======== TASK INPUTS ========
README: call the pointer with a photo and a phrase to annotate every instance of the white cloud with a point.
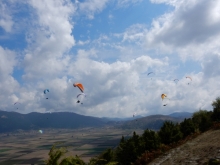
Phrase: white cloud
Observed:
(114, 67)
(191, 26)
(126, 3)
(91, 7)
(50, 40)
(6, 21)
(8, 85)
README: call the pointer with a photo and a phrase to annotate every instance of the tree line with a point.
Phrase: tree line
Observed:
(141, 149)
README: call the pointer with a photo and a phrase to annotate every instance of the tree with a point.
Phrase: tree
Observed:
(151, 140)
(55, 155)
(202, 120)
(106, 157)
(129, 150)
(216, 110)
(187, 127)
(170, 133)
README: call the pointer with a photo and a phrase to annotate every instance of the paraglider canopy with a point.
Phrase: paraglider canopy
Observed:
(80, 86)
(150, 73)
(188, 77)
(46, 90)
(80, 97)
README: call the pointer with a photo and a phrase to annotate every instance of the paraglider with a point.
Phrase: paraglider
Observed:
(80, 97)
(150, 73)
(80, 86)
(176, 80)
(46, 91)
(134, 114)
(17, 103)
(188, 77)
(164, 97)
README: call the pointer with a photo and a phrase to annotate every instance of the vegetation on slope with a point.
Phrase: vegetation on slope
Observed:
(142, 149)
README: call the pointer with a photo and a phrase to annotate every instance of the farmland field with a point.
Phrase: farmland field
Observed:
(32, 147)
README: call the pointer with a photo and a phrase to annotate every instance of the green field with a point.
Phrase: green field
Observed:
(32, 147)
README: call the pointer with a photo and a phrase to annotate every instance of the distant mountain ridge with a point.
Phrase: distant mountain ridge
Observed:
(11, 121)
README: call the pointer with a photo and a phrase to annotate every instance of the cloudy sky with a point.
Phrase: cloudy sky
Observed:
(109, 46)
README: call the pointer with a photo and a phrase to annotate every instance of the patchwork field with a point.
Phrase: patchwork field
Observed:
(32, 147)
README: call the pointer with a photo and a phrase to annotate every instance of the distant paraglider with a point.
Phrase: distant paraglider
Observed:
(176, 80)
(164, 99)
(189, 78)
(81, 97)
(80, 86)
(150, 73)
(163, 96)
(17, 103)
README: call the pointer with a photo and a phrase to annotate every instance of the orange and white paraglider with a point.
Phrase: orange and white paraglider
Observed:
(80, 86)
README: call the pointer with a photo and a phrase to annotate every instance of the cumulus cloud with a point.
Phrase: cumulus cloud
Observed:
(190, 26)
(92, 7)
(8, 85)
(114, 67)
(6, 21)
(50, 39)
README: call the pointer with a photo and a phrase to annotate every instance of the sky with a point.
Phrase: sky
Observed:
(109, 46)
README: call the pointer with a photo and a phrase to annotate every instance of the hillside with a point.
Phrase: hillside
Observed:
(153, 122)
(194, 152)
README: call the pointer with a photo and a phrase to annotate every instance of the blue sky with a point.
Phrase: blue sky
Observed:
(109, 46)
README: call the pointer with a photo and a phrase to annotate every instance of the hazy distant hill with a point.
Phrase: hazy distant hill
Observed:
(11, 121)
(181, 114)
(153, 122)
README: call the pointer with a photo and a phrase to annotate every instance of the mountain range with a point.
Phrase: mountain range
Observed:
(12, 121)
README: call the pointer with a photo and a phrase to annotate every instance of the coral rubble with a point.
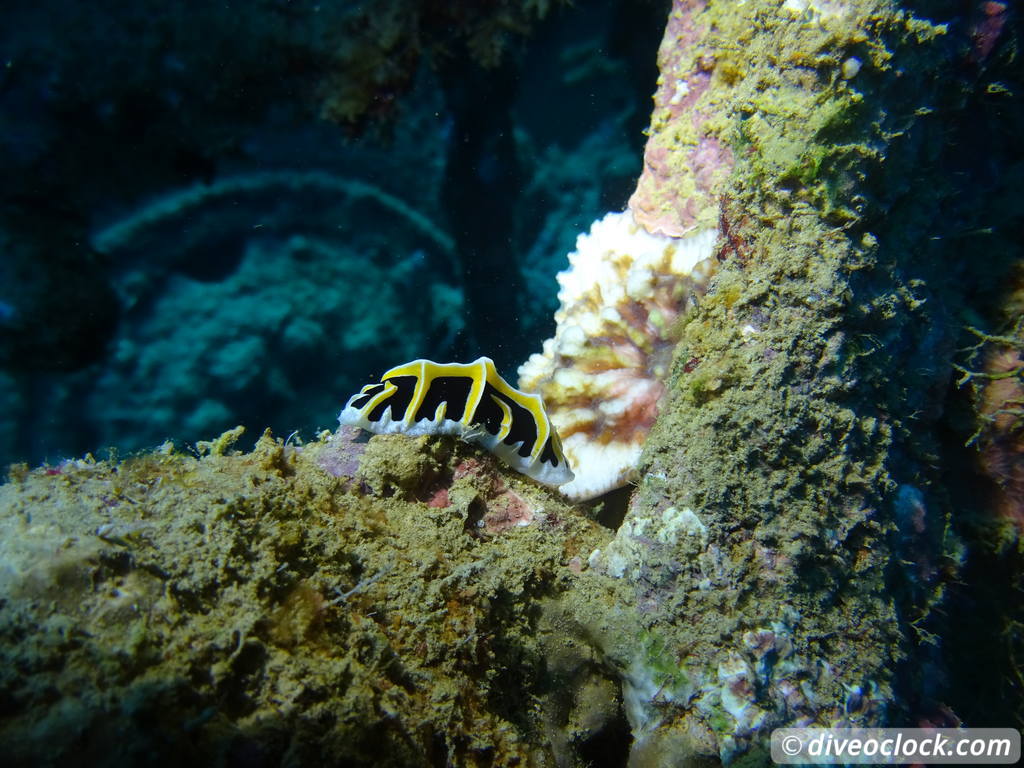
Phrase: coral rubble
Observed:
(784, 558)
(252, 606)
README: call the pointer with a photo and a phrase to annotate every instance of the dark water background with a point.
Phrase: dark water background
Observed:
(217, 215)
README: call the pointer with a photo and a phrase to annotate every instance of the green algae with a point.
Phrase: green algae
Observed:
========
- **TASK REQUIREMENTS**: Would you please restate the records word for word, excluding any images?

- **TASK SOLUTION**:
README: call the pointer with a photo and a phrase to annotate every instance of the white cloud with a point.
Phrase: white cloud
Observed:
(114, 67)
(191, 26)
(126, 3)
(91, 7)
(50, 40)
(6, 21)
(8, 85)
README: call the pointer with a photo and a phrase to annotate every instance of the tree line with a point.
Phrase: tree line
Observed:
(141, 149)
README: call the pointer with a photo and a phrase to annotate every instance of the tree with a point.
Phrase: tree
Observed:
(151, 140)
(55, 155)
(202, 120)
(106, 157)
(129, 150)
(216, 110)
(187, 127)
(170, 133)
README: call the pointer with a photo and a phrase to annotate every instance of the paraglider canopy with a point.
Phrase: paraglider canopy
Observed:
(80, 86)
(150, 73)
(188, 77)
(46, 90)
(80, 97)
README: call the pointer with a photo and a phrase to annotate every instance of the paraglider with a point.
Phrase: paraglider
Observed:
(80, 97)
(150, 73)
(80, 86)
(176, 80)
(46, 91)
(134, 114)
(17, 103)
(188, 77)
(164, 97)
README: call the pointer with a photo and a phrase to annotate every instance of the vegetation on slope with a point.
Phrase: vegetation on slope
Observed:
(142, 149)
README: call the pointer with a photo and a phrase to annotate every instance of the farmland field with a point.
Phrase: farmland field
Observed:
(32, 147)
README: call the pointer with a photo and a phrase to annotate every instance of the green field with a point.
Phrase: green field
Observed:
(32, 147)
README: call the pointer with a photo and a phrase to annotate every instance of the distant mountain ridge with a point.
Phrase: distant mountain ridge
Observed:
(11, 121)
README: call the pointer with a photo and a phrase to annotate every instance of the cloudy sky with a point.
Phrase: cloudy sky
Observed:
(109, 46)
README: call the pointer with a photo and a phrase to annotate every instance of the patchwork field with a point.
Phrase: patchwork field
Observed:
(32, 147)
README: call the pointer with a photo and a phrase to annotate every instance of the distant paraglider with a point.
Phrase: distant paraglider
Observed:
(176, 80)
(164, 99)
(189, 78)
(81, 97)
(80, 86)
(150, 73)
(163, 96)
(17, 103)
README: call the pointer with a photo and a phrase to annotate every instance of the orange and white paraglider with a point.
Phrase: orange and white paraglider
Observed:
(80, 86)
README: call the pointer with a photo and a phrase to annotate every instance of the cumulus cloud with a point.
Phrase: cumulus cloud
Observed:
(190, 26)
(92, 7)
(8, 85)
(114, 67)
(6, 21)
(50, 39)
README: call the pointer with a photo and a phrase to annotate every instance of the sky with a point.
Phrase: sky
Observed:
(109, 46)
README: call the pointer with a photo and a phrase to annotate every instance of the hillside with a point.
Phrase: hillside
Observed:
(153, 122)
(194, 152)
README: call the pointer with a photo and a phrase to annotate every instance of the blue sky with a point.
Phrase: blue sky
Observed:
(109, 46)
README: call the pointer with a photo and a phrase to annotate every instance of the hazy distant hill with a point.
Phrase: hazy distant hill
Observed:
(11, 121)
(181, 114)
(153, 122)
README: call the pointer with a photo and a phrase to annotate every instance of the mountain range with a point.
Phrase: mountain range
Observed:
(12, 121)
README: call the pointer with a photo and a phrase to annotate every instance of the coral rubble with a point.
Phrase: coral rubble
Observed:
(784, 558)
(252, 606)
README: call the pointer with a photo and a phrase to annotate every instance of the dark water background with a point.
Phrase: dark water background
Observed:
(217, 215)
README: call the pointer with a photo and a phrase to annotate every instance of the green algae with a point.
Phrase: green algae
Observed:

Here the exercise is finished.